++++ Given information ++++

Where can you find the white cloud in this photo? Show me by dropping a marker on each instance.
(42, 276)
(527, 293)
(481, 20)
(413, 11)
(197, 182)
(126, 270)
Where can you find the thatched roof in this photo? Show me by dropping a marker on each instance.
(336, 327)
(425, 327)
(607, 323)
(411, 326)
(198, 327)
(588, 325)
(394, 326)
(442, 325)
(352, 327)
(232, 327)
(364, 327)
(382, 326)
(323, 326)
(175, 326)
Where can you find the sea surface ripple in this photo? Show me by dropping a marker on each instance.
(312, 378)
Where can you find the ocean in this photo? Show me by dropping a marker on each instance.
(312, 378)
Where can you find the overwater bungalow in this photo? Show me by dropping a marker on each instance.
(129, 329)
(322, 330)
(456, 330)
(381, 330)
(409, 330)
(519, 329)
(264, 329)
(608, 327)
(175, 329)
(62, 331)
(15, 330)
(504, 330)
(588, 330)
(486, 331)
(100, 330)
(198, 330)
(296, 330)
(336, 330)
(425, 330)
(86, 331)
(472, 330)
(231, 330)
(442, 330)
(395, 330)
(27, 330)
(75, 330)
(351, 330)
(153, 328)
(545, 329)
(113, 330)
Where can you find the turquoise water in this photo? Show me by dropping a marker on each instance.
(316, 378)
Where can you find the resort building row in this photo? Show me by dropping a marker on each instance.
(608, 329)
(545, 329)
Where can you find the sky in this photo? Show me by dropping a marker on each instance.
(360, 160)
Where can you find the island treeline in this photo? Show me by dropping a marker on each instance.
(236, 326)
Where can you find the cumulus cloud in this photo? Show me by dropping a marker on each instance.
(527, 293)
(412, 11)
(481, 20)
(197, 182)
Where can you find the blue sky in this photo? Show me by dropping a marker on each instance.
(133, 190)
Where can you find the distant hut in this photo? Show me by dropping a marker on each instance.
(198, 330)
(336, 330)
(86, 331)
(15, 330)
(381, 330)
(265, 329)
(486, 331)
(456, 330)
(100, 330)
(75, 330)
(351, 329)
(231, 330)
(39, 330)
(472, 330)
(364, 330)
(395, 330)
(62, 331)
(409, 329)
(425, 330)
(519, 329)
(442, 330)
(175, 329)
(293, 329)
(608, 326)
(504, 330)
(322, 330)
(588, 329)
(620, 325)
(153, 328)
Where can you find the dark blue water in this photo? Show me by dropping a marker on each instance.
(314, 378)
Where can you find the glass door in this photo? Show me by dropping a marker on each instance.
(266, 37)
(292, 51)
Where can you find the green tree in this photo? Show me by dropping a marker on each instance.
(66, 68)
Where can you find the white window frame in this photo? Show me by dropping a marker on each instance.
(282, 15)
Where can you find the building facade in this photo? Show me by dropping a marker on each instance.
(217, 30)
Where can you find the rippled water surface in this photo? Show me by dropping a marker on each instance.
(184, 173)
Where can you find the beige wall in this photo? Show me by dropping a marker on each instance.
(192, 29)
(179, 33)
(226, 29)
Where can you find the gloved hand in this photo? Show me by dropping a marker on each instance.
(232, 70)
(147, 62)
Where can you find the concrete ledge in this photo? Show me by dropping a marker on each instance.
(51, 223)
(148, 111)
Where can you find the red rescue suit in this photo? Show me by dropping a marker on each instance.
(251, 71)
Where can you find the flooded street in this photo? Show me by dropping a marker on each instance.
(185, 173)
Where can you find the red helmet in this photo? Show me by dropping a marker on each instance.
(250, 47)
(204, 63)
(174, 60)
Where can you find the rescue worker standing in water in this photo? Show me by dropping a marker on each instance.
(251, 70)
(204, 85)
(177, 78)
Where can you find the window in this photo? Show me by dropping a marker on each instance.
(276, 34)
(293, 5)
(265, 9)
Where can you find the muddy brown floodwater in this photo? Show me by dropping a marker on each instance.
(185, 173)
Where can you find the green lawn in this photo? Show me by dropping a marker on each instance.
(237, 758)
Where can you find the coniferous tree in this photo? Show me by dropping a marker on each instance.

++++

What you should do:
Reproduce every line of the material above word for word, from start to finish.

Reply to the task:
Where can you find the white cloud in this photo? Show me by dropping a marker on each instance.
(42, 276)
(527, 293)
(481, 20)
(413, 11)
(197, 182)
(126, 270)
Where can you find the thatched roof in this photo? Show me by dropping a marker on each instance.
(336, 327)
(425, 327)
(607, 323)
(411, 326)
(198, 327)
(588, 325)
(394, 326)
(442, 325)
(352, 327)
(232, 327)
(364, 327)
(382, 326)
(323, 326)
(175, 326)
Where can you find the sea surface ripple in this photo? Show me by dropping a marker on each instance.
(312, 378)
Where can you find the ocean in this photo? Show me by dropping a marker on each instance.
(312, 378)
Where can you find the overwater bungalow in this photo? Show me by dropping a marker on each instance.
(129, 329)
(322, 330)
(456, 330)
(381, 330)
(409, 330)
(519, 329)
(264, 329)
(608, 327)
(175, 329)
(62, 331)
(15, 330)
(504, 330)
(588, 330)
(486, 331)
(100, 330)
(198, 330)
(296, 330)
(336, 330)
(425, 330)
(86, 331)
(472, 330)
(231, 330)
(442, 330)
(395, 330)
(27, 330)
(75, 330)
(351, 330)
(153, 328)
(545, 329)
(113, 330)
Where can you find the turquoise water in this photo? Show me by dropping a marker on each instance.
(316, 378)
Where can you find the resort building row in this photo? Show me by dropping a marker on each instance.
(608, 329)
(545, 329)
Where can you find the sky in this photo? Show me by dropping a marker on each instance.
(360, 160)
Where can you find the island treeline in this photo? Show me by dropping a marker on each instance.
(236, 326)
Where can you find the cumulus cloud in this photo? Show me by dropping a marker on each instance.
(527, 293)
(412, 11)
(481, 20)
(197, 182)
Where can you find the blue sky in this photo? Show me by dropping a marker on each instance.
(133, 190)
Where can you find the distant hut in this photo? Show me by dropping a marker on each instance.
(198, 330)
(336, 330)
(86, 331)
(15, 330)
(381, 330)
(265, 329)
(486, 331)
(456, 330)
(100, 330)
(75, 330)
(351, 329)
(231, 330)
(39, 330)
(472, 330)
(364, 330)
(395, 330)
(62, 331)
(409, 329)
(425, 330)
(519, 329)
(442, 330)
(175, 329)
(293, 329)
(608, 326)
(504, 330)
(322, 330)
(588, 329)
(620, 325)
(153, 328)
Where can you find the dark blue water in this photo? Show me by dropping a marker on each instance.
(314, 378)
Where can you find the glass door in this photo? Show me by dropping a marker on each instance.
(266, 37)
(292, 51)
Where can you find the green tree in this photo? Show me by dropping a marker on each instance.
(66, 68)
Where can you find the white window frame in this photo? Show me by dropping a marker on each instance.
(282, 15)
Where can you find the building facade in this photo? Show me by dropping a marker on each instance.
(217, 30)
Where can you find the rippled water surface in this photo? Show me by dropping a marker on each instance.
(184, 173)
Where can you find the beige wall in this photo? Show me by dropping a marker on each instance.
(192, 29)
(179, 33)
(226, 29)
Where can you find the gloved hand in this photo? Show me by dropping a marker on each instance.
(232, 70)
(147, 62)
Where can you find the concrete ledge in this photo? Show me by dropping a marker on each instance.
(51, 223)
(148, 111)
Where can you find the red rescue suit in this photo? Show me by dropping a marker on each instance.
(251, 71)
Where can you find the flooded street in this photo? Show me by dropping a marker on each instance.
(185, 173)
Where can you find the red helmet in this photo? Show me by dropping a marker on each instance.
(250, 47)
(204, 63)
(174, 60)
Where can you find the rescue worker standing in water in this photo? Show me by dropping a marker on each instance.
(251, 70)
(204, 85)
(177, 78)
Where can you find the window in this photo? Show me by dropping a marker on each instance.
(276, 34)
(293, 5)
(265, 9)
Where can you find the muddy brown floodwater in this photo? Show me by dropping a marker on each instance.
(185, 173)
Where can you find the green lawn in this photo? Show me by dropping a marker on each instance.
(237, 758)
Where can you find the coniferous tree in this photo? Show me by dropping a marker on each instance.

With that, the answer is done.